Kiss Another Reformist Goodbye

Written by David Frum on Saturday May 16, 2009

Jon Huntsman will resign as governor of Utah to accept a posting as ambassador to China.

It's a fine appointment from the point of view of the national interests of the United States. Huntsman speaks the language and knows the region (he previously served as ambassador to Singapore). His standing as a former governor and a possible future presidential candidate will enhance his clout in a capital where clout matters.

It's a brilliant appointment from the point of view of the political interests of Barack Obama. Gov. Huntsman's intellect, his popularity in his state, his undoubted conservatism combined with his open-minded new approaches on social issues and the environment - not to mention his enormous personal wealth - positioned him as the natural leader of the reform forces within the GOP. By sending him across the Pacific, President Obama has acted deftly to enhance the continuing dominance of the Republican faction that serves him best. The Limbaugh-Obama axis wins again!

From Huntsman's point of view, it's difficult to read his acceptance of this nomination as anything other than an assessment of the hopelessness of the 2012 cycle for him personally and Republicans generally. The enthusiasm we feel for him here at NewMajority has not to date proven infectious: The Republican party of Kent County, Michigan, outright cancelled an event rather than host the governor.

"The voters want and expect us to stand on principle and return to our roots. Unfortunately, by holding an event with Governor Huntsman, we would be doing the exact opposite," [county party chairwoman Joanne] Voorhees wrote in an e-mail quoted in The Grand Rapids Press.

(Benjamin Franklin had an apt comment on people like Ms. Voorhees: "Experience is a hard teacher, but fools will have no other." I should have thought that the 2006 and 2008 elections were experience enough for anyone, but apparently many Republicans insist on still more.)

Four years of serving his country in a challenging posting seems as creditable a way as any of opting out of the political cycle. In 2016, Huntsman will be 56. He'll have been twice elected governor of a state, twice served in important international assignments - including one of the most important of them all. His understanding of environmental issues will be sharpened by his service, ditto his already sophisticated mastery of the international economic issues that will matter more and more. Odds are that by then even conservative Republicans will have worked their way to accepting a compromise on social issues that looks more or less like the one Huntsman has evolved for himself.

It's only sad that it looks like it will have to be such an unnecessarily long and frustrating wait.

Collected material:
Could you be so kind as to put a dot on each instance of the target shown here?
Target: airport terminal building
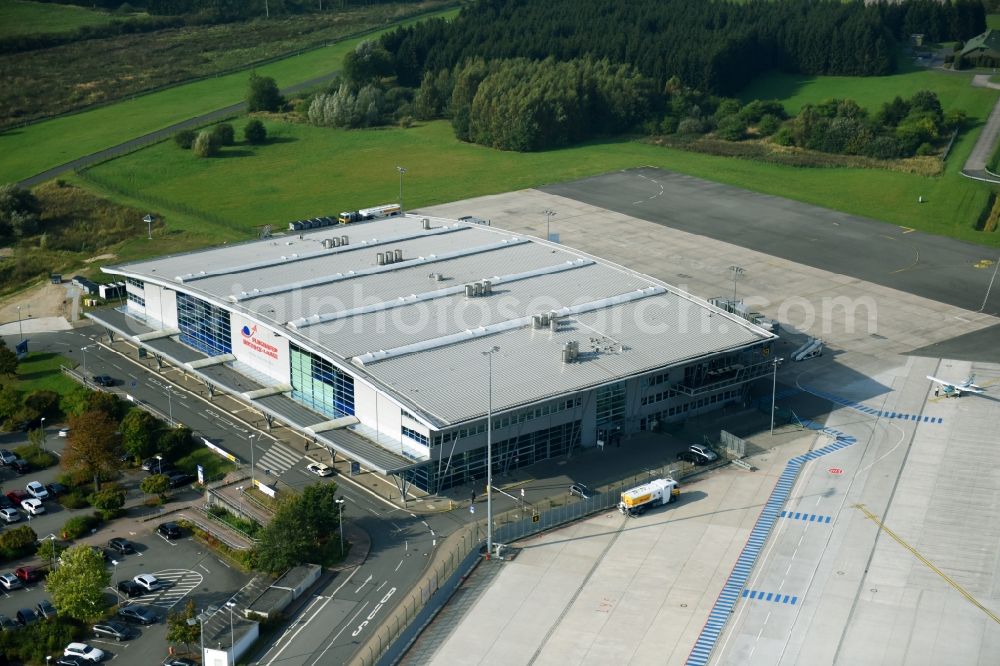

Instructions for the task: Transcribe the part of the Huntsman article between "Jon Huntsman will" and "where clout matters.", inclusive. The data above come from a separate source and are unrelated to the Huntsman article.

Completed exercise:
Jon Huntsman will resign as governor of Utah to accept a posting as ambassador to China.

It's a fine appointment from the point of view of the national interests of the United States. Huntsman speaks the language and knows the region (he previously served as ambassador to Singapore). His standing as a former governor and a possible future presidential candidate will enhance his clout in a capital where clout matters.